Stored records:
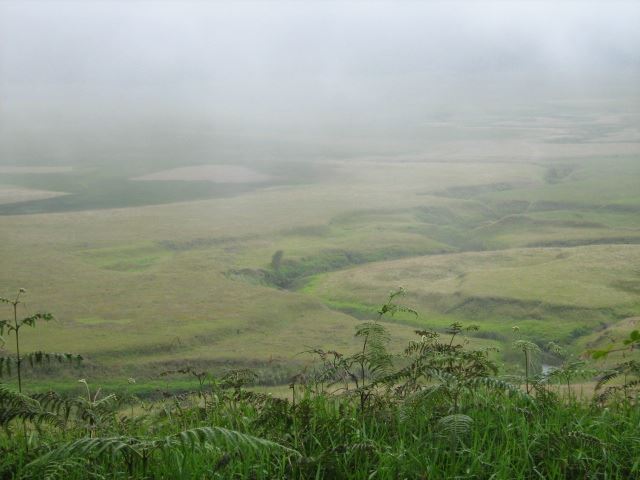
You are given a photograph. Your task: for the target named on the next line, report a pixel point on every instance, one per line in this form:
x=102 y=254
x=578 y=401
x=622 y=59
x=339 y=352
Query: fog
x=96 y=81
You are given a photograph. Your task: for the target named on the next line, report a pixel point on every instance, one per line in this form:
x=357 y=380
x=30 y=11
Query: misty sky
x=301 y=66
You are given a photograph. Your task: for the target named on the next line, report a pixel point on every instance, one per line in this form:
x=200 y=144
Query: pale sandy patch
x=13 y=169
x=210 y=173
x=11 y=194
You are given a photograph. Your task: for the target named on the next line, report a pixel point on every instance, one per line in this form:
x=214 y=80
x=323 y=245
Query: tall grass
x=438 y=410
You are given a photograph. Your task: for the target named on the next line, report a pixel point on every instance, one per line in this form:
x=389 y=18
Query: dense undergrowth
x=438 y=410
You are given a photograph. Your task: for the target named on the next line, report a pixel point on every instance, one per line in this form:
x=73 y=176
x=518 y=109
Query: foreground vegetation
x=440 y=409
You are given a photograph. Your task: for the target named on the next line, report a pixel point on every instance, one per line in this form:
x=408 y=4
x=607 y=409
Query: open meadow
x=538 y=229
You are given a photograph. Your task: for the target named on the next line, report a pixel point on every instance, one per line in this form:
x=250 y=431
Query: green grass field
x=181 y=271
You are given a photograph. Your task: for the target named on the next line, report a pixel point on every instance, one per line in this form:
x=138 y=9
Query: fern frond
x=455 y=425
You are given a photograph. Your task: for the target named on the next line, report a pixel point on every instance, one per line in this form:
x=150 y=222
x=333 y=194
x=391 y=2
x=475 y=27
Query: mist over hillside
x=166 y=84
* * *
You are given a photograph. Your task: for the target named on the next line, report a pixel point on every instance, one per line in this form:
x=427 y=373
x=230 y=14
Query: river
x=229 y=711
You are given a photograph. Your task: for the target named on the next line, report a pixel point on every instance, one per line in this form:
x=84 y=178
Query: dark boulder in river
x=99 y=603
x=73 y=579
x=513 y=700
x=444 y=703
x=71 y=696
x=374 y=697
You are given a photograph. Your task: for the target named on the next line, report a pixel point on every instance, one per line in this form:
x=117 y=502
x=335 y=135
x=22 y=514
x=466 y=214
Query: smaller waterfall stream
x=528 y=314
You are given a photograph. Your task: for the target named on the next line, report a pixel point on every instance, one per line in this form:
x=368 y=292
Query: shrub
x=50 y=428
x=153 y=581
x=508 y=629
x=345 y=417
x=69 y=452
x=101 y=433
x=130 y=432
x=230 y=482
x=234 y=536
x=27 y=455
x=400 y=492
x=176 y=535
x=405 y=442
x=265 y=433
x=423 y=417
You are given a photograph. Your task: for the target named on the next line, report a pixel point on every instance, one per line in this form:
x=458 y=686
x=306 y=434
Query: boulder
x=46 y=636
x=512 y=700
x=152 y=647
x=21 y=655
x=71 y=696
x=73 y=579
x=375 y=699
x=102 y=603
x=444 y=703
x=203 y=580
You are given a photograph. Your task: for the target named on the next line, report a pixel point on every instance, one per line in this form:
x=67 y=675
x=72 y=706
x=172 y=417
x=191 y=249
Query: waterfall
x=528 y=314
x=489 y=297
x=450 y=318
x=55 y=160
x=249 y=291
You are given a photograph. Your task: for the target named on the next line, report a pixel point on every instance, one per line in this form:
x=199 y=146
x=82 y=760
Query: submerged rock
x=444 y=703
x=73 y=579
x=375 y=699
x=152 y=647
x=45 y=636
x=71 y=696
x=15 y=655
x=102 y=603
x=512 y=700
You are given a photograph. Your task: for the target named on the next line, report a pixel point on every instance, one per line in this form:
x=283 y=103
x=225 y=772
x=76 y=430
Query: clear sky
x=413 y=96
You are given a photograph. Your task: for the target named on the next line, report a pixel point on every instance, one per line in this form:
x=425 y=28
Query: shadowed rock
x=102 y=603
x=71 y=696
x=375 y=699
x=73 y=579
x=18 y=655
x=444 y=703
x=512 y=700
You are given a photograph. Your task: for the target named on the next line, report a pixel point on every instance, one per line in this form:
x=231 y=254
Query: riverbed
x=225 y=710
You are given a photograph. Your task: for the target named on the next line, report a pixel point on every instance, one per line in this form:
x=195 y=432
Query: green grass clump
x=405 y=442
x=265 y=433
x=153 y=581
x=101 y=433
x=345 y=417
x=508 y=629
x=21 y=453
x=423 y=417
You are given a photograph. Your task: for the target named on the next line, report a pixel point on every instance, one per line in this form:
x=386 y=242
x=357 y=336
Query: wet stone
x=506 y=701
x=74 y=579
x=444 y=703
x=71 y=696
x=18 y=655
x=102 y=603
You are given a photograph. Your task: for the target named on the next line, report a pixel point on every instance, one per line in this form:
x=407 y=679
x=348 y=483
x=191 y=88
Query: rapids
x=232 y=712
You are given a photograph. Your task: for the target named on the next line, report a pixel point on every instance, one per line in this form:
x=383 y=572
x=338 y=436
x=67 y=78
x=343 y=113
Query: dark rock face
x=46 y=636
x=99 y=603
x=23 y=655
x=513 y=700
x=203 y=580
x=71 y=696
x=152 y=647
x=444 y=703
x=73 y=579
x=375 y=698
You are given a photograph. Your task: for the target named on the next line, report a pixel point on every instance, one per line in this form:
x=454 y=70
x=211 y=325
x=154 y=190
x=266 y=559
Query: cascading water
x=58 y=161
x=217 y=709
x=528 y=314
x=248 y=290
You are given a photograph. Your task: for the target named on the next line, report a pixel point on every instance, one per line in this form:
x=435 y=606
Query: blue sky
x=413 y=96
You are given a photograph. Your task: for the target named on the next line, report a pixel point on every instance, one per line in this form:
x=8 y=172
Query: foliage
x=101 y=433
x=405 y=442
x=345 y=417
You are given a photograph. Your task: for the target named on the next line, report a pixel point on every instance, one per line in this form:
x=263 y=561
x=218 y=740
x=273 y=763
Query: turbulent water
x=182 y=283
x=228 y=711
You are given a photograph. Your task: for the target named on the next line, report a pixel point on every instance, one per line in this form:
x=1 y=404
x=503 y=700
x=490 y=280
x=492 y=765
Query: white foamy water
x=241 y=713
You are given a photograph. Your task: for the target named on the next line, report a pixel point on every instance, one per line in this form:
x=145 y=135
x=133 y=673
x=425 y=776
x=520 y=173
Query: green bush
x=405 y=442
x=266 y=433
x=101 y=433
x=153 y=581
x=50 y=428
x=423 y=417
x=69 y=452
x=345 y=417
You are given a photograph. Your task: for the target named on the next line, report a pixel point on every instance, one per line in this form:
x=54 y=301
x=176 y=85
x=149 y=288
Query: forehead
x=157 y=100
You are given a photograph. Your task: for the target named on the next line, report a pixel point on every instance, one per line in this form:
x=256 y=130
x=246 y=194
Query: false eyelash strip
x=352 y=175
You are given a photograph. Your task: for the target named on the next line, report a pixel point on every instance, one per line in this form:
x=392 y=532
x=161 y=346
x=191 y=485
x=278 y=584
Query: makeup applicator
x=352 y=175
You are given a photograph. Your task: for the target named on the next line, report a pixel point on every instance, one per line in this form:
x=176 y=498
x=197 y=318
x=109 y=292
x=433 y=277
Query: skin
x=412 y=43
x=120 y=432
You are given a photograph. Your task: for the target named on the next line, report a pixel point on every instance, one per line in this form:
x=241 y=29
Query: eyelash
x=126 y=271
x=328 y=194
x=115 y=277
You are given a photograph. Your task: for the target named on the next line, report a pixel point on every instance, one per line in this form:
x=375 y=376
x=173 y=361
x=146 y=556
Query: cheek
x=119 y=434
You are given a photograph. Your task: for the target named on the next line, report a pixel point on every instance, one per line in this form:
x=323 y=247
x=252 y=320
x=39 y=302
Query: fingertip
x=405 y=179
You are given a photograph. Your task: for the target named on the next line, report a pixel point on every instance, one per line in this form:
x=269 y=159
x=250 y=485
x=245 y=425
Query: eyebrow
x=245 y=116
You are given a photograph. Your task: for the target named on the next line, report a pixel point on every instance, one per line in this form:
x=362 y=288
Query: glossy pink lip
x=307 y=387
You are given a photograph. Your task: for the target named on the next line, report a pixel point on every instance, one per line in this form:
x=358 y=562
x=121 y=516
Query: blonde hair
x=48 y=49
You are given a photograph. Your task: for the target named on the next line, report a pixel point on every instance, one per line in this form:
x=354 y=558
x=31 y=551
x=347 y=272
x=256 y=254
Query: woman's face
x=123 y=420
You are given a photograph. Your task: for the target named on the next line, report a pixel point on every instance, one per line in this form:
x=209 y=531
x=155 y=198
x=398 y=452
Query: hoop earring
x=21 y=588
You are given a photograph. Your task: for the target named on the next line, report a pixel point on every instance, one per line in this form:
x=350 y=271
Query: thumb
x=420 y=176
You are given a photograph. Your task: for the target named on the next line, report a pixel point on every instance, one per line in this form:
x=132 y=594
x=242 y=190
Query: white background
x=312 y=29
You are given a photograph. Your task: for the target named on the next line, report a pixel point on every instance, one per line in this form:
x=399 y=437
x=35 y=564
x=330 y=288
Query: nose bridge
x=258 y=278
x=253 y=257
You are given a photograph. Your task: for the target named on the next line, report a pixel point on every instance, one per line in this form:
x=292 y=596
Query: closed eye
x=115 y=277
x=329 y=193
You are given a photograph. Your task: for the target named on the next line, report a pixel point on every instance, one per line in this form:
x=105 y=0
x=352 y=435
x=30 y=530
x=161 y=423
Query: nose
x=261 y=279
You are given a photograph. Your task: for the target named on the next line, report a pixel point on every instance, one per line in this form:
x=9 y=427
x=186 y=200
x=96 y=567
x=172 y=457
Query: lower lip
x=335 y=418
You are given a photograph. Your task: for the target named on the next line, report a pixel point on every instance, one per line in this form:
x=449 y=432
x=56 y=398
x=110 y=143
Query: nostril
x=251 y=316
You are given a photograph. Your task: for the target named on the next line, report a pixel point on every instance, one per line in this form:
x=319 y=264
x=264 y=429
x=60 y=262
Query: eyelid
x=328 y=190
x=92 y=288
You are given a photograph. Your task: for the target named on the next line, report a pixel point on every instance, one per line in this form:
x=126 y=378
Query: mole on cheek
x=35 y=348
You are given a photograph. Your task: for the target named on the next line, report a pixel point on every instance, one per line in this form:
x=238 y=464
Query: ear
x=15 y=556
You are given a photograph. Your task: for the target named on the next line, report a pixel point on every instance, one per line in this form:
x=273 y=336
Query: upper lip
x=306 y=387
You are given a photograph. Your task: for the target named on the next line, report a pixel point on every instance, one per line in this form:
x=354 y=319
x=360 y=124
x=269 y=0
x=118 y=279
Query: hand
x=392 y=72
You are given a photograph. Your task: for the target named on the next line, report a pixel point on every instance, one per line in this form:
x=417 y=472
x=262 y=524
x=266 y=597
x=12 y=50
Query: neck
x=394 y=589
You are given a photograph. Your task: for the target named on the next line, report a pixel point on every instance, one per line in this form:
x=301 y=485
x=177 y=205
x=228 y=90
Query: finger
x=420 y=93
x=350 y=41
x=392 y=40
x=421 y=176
* * *
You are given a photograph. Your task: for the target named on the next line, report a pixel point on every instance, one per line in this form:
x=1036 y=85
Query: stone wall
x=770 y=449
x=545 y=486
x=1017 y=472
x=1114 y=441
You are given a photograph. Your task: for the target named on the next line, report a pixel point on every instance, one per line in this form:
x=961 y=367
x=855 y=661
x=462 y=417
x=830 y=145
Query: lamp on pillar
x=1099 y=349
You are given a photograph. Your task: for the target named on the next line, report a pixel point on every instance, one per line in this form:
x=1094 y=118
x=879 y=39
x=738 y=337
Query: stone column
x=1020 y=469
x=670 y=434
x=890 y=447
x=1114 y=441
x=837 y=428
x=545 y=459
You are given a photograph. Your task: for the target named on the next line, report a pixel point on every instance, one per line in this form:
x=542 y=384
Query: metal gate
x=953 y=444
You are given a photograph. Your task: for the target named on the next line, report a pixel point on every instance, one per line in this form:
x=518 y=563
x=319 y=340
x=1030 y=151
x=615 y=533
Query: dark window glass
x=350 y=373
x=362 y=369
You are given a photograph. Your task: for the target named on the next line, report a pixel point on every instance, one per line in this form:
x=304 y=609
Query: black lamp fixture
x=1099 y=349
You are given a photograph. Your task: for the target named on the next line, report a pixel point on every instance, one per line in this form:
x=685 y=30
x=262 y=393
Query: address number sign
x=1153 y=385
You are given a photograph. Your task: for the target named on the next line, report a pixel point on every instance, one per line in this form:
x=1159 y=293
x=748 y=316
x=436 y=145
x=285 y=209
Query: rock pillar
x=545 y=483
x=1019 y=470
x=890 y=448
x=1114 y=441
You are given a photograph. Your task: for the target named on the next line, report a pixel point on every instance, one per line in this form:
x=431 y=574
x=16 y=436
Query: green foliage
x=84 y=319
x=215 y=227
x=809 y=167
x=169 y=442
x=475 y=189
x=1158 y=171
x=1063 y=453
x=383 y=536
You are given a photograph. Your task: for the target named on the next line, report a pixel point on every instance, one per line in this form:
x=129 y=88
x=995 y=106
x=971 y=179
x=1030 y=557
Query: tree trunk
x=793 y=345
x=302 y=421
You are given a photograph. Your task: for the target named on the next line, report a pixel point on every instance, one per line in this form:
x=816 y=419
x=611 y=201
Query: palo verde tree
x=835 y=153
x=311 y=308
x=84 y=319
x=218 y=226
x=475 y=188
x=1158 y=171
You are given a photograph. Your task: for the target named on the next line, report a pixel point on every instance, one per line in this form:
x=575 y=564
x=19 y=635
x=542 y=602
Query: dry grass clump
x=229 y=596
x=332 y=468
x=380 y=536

Exercise objective: All that belongs in the answer is the run of lines above from the line containing "Query: stone column" through the line containing "x=542 y=384", exactly as written.

Result of the exercise:
Query: stone column
x=1020 y=469
x=670 y=434
x=890 y=447
x=1114 y=441
x=837 y=428
x=545 y=459
You are given a photograph. Your task: for the target named on the next line, report a pixel point on every instance, one per line in this form:
x=542 y=384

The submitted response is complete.